• **Brano da leggere**:
◇ ◇ ◇ ◇

Kety Fusco_Credits Adriana Tedeschi

Intervista – KETY FUSCO l’arpa si fa rivoluzione sonora e visiva

Ci sono strumenti che portano con sé secoli di immaginario. L’arpa, ad esempio, è da sempre associata a un’aura angelica, celeste, rassicurante.

Kety Fusco, invece, la trascina fuori da ogni cliché: la immerge sott’acqua, ne distorce i timbri, la rende carne viva e materia sonora incandescente. Il suo nuovo progetto, BOHÈME, non è soltanto un album, ma un attraversamento: un viaggio che combina sperimentazione acustica e tecnologia, linguaggio visivo e immaginari costruiti con l’intelligenza artificiale, senza mai perdere un cuore poetico e viscerale. Fusco non si limita a suonare: scardina, frattura, disorienta, obbliga a un ascolto radicale.

L’incontro con lei è un confronto con l’idea stessa di estetica, con il bisogno di verità che può abitare un suono. Un racconto di libertà e disobbedienza, dove l’arpa diventa strumento di rivoluzione intima e sensoriale.

Kety Fusco Credits Sharon Ritossa & Gabriele Ottino

L’INTERVISTA

BOHÈME si apre con un manifesto: “Hi, this is Harp”. Come nasce l’urgenza di dichiarare – o forse ridefinire – che cosa sia, oggi, un’arpa?

Un brano che apre una porta su un territorio sconosciuto. Mette alla prova, spiazza.
In quel pezzo c’è solo arpa, ma non la si riconosce subito, ed è esattamente quello che volevo. Ho manipolato il suono, l’ho distorto, l’ho portato ai margini della sua identità acustica. Non è l’arpa che accompagna, non è quella dei salotti o delle orchestre: è uno strumento che respira, si contorce, e si libera della sua immagine angelica per diventare altro. Chi ascolta per la prima volta può non capire subito cosa sta succedendo, ed è giusto così. Viviamo in un mondo in cui si cerca continuamente il familiare, il riconoscibile, il rassicurante. Io invece voglio il contrario: disorientare, creare uno spazio dove l’ascolto non sia passivo. Per questo ho scelto proprio questo brano come apertura. Se riesci ad ascoltarlo senza cercare riferimenti, se accetti quella voce spoglia e radicale, allora sei pronto per entrare nel mondo di BOHÈME. È un invito: non ti porto dove già sei. Ti porto dove non sai ancora di poter arrivare.

Hai registrato suoni sott’acqua, trasformato la materia acustica dell’arpa in altro da sé. Che tipo di esplorazione è stata, anche sul piano fisico ed emotivo?

◇ ◇ ◇ ◇

• **Dati di partenza**:
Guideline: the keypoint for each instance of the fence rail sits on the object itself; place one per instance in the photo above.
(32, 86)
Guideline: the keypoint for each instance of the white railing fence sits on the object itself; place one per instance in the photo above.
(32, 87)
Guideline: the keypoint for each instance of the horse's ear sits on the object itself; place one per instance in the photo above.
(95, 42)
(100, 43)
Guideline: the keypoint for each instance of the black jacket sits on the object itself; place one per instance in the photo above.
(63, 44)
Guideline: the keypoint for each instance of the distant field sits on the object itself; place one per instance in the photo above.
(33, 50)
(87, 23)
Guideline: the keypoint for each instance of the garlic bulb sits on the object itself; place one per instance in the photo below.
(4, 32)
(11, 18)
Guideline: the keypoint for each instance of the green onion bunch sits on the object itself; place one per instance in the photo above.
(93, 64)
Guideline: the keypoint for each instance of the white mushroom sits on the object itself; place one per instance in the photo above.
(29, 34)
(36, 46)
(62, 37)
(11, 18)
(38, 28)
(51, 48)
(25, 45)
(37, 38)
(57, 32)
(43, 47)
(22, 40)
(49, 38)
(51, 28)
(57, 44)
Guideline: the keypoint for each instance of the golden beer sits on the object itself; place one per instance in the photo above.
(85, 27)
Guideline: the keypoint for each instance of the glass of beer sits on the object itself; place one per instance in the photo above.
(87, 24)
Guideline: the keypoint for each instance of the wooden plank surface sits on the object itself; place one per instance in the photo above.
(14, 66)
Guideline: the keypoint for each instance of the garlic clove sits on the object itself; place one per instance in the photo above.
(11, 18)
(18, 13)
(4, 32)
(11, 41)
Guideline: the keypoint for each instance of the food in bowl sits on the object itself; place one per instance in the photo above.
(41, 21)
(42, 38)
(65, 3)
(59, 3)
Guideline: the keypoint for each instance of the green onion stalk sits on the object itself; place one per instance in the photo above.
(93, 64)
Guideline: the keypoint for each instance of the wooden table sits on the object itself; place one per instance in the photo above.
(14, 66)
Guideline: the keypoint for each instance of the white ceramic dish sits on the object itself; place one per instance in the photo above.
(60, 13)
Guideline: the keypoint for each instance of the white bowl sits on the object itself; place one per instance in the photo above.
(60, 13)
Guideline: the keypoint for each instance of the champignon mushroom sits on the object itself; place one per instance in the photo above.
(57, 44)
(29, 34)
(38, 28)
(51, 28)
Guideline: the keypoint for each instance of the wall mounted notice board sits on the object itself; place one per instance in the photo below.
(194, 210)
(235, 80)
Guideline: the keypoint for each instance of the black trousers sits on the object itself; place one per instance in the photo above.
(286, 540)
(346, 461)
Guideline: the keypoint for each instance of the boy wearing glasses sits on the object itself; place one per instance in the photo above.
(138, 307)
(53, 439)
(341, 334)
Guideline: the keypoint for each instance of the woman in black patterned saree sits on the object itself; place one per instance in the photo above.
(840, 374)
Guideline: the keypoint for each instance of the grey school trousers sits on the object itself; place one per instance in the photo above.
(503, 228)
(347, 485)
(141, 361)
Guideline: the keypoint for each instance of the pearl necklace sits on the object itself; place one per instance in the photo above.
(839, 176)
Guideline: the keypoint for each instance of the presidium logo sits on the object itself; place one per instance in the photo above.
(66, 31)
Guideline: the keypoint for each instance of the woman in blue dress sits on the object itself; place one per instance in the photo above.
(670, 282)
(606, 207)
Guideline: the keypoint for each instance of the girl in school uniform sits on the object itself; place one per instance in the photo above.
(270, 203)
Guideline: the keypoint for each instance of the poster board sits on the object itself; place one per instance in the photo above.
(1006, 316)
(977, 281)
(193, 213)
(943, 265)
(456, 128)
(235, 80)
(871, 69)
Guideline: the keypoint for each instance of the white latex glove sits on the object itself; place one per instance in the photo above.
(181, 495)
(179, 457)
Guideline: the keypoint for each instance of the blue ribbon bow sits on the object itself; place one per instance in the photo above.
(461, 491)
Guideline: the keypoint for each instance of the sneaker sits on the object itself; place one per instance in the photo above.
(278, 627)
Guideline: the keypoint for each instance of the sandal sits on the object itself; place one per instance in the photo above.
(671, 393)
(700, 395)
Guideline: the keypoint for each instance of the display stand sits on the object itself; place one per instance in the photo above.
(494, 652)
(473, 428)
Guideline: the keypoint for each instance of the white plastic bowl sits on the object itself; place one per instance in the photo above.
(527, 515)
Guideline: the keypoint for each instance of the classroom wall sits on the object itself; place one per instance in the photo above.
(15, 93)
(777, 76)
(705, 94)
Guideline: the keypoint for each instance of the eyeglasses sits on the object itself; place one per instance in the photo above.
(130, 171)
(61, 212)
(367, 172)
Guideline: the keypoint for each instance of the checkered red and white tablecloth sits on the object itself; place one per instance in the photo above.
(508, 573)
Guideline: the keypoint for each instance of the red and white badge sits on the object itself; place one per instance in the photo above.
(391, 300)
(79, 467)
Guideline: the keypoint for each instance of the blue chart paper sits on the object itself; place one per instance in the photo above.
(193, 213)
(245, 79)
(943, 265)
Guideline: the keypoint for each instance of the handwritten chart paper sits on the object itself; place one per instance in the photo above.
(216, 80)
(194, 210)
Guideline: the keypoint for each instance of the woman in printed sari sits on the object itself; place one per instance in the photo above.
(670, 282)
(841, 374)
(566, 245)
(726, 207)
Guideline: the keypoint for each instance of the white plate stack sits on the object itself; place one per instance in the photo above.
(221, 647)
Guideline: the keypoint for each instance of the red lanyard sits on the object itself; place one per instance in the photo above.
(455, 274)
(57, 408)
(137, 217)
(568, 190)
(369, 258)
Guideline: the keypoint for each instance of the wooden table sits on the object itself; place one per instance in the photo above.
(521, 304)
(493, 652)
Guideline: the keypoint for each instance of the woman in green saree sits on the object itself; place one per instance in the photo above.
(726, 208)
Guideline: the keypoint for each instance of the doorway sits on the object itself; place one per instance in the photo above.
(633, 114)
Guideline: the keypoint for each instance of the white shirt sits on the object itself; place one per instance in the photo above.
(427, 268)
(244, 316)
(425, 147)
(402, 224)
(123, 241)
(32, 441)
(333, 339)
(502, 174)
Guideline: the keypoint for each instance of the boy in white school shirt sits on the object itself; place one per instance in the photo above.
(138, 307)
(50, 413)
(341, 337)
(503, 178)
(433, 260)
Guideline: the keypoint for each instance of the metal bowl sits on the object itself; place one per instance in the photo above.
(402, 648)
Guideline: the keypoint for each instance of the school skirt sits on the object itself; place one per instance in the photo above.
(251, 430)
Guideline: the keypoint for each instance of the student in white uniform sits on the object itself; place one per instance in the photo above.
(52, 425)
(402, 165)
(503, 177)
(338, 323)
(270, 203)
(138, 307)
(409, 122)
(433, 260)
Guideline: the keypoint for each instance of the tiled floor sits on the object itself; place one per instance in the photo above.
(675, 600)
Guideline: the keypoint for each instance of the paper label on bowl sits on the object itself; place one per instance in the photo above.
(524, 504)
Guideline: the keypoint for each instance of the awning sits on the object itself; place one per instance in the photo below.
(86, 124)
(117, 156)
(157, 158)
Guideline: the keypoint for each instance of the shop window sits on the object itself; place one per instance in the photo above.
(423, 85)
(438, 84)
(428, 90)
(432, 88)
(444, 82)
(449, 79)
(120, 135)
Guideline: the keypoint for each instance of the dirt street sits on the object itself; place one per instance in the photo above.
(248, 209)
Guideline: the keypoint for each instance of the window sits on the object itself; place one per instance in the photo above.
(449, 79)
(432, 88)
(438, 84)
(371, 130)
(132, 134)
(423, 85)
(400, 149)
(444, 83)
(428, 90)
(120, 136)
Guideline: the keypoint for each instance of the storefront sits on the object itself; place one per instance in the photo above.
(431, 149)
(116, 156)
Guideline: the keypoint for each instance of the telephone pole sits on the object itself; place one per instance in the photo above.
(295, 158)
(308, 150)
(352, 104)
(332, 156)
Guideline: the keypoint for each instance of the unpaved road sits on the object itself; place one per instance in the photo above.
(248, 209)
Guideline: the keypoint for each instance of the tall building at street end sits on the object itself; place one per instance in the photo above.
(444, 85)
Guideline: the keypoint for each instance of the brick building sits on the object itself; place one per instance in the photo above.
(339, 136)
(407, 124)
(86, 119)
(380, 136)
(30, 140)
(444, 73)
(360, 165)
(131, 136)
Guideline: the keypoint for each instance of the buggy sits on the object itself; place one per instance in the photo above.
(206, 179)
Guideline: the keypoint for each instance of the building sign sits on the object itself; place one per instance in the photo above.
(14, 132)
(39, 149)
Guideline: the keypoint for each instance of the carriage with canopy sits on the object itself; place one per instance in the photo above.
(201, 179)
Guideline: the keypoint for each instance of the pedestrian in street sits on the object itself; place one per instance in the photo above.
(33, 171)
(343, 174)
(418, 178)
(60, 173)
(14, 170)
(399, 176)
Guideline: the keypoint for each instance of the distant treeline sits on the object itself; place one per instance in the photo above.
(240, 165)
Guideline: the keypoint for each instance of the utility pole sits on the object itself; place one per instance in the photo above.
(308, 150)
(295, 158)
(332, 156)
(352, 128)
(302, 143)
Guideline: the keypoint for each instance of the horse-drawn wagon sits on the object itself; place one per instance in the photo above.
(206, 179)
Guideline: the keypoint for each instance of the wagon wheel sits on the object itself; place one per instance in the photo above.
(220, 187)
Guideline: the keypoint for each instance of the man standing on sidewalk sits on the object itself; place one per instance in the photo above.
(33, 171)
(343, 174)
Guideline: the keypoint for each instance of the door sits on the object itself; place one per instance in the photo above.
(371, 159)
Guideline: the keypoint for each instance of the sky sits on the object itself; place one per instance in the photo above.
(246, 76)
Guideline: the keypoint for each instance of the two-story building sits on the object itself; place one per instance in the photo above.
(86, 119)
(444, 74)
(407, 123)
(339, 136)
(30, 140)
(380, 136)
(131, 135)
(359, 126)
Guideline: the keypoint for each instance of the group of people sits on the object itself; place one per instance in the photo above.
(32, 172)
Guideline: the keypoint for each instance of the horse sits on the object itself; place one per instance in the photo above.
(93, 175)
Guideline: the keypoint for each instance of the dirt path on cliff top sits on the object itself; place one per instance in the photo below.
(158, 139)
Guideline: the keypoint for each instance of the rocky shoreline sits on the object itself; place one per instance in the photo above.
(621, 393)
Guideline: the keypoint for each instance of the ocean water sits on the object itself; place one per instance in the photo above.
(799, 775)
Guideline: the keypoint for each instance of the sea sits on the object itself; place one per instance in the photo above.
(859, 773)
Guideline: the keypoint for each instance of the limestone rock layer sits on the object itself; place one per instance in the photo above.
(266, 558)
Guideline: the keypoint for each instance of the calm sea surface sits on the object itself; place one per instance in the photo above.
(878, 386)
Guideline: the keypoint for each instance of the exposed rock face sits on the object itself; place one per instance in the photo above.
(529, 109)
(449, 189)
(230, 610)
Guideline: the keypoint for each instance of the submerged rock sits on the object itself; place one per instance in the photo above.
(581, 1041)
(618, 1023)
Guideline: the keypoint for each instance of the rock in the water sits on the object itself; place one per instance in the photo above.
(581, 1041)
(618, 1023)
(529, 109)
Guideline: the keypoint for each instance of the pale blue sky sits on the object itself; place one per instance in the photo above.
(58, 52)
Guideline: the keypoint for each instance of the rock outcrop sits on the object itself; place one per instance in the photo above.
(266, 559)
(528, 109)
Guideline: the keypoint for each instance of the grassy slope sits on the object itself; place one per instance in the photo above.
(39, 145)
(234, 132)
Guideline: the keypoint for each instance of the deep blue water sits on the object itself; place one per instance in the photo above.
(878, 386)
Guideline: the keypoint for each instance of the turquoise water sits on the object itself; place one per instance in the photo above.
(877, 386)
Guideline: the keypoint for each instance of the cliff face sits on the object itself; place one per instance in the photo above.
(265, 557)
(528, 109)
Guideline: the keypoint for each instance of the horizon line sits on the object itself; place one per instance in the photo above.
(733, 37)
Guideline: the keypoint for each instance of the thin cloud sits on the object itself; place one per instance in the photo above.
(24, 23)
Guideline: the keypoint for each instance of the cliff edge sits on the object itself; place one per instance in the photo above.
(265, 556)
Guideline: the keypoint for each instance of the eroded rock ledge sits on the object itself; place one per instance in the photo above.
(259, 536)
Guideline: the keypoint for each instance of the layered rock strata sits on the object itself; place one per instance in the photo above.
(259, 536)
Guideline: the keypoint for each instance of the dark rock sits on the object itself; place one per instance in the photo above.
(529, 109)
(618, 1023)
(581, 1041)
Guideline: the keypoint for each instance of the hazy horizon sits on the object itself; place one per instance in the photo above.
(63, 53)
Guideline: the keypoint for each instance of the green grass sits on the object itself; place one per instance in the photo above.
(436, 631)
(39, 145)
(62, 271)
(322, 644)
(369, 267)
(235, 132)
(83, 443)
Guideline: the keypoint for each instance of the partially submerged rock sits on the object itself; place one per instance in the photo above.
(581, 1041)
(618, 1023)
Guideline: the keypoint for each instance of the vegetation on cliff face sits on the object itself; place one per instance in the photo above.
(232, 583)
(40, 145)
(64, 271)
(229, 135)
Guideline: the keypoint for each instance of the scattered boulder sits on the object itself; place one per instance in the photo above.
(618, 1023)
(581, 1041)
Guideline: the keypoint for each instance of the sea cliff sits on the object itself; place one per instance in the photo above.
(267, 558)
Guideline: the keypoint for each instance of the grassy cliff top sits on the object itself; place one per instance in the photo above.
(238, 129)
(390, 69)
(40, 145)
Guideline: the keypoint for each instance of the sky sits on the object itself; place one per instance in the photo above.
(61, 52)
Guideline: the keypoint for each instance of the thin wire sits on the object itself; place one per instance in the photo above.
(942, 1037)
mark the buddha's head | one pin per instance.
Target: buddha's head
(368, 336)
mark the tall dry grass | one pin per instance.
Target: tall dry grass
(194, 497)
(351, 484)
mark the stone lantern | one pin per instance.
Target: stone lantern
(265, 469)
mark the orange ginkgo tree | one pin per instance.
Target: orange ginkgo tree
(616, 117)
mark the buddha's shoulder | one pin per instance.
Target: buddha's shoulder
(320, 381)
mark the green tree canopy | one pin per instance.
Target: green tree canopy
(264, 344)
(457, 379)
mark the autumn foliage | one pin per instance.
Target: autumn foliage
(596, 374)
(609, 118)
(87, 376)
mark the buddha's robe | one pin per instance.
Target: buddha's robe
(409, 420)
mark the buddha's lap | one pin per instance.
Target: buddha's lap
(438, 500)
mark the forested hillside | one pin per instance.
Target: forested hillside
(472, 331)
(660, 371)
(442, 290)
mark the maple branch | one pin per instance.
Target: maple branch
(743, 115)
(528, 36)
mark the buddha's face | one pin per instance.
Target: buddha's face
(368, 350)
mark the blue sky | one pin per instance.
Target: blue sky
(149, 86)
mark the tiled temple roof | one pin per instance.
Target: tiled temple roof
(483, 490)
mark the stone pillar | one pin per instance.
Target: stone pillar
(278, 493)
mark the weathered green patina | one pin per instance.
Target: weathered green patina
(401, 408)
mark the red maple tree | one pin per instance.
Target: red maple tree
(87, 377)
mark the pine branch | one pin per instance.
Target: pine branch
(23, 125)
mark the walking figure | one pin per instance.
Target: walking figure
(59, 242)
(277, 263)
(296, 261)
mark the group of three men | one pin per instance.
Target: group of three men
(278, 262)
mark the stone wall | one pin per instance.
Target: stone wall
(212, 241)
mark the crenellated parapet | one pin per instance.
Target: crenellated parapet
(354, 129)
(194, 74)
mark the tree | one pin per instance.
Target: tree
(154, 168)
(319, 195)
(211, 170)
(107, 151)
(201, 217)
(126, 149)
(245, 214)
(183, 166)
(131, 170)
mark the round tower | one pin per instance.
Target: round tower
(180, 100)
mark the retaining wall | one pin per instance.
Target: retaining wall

◇ ◇ ◇ ◇

• **Compiti**:
A. Estrai tutte le righe dei record che contengono la parola "hillside", tenendo conto di maiuscole e minuscole.
B. Prosegui l'intervista a Kety Fusco dal punto in cui termina.
L'intervista a Kety Fusco e i record sono materiali distinti, senza alcun legame tra loro.

• **Risultati**:
A.
mark the forested hillside | one pin per instance.
Target: forested hillside

B.
Mi sono ispirata al lavoro di Andy Cavatorta, che nel progetto AquaSonic ha costruito strumenti pensati per suonare sott’acqua, e a quello di Jana Winderen, che registra suoni subacquei e impercettibili, rendendo udibile ciò che normalmente resta nascosto. Il loro approccio mi ha profondamente colpita: mi ha spinta a cercare, anche con l’arpa, un modo per farla risuonare in una dimensione altra. È come se avessi voluto immergere lo strumento — e me stessa — in un mondo parallelo, ma che esiste già: il nostro, solo visto da un’altra profondità. All’inizio è stato frustrante. Pensavo che sarebbe bastato immergere l’arpa per ottenere subito qualcosa di magico. Invece no: ho dovuto distruggere diversi strumenti per capire davvero come lavorare con l’acqua. Perché un’arpa, sott’acqua, non suona. O meglio, suona solo se si trova il modo giusto: immergendo la tavola armonica, si generano chorus naturali, vibrazioni che non esistono nell’atmosfera, quasi come se l’arpa imparasse una nuova lingua. Ma registrare quei suoni è complesso: ogni piccolo movimento del corpo si amplifica, ogni tocco è rumore, e al tempo stesso poesia. È stata un’esplorazione intensa, e in realtà appena iniziata. Sto costruendo una vera e propria libreria di suoni subacquei dell’arpa. Ne ho già registrati diversi, ma voglio continuare: il mio sogno è aprire un nuovo mondo timbrico a disposizione di compositori, produttori, e chiunque voglia spingersi oltre i confini del suono conosciuto.

BOHÈME sembra essere anche un progetto visivo, oltre che sonoro. Come lavori sull’immaginario che accompagna la musica?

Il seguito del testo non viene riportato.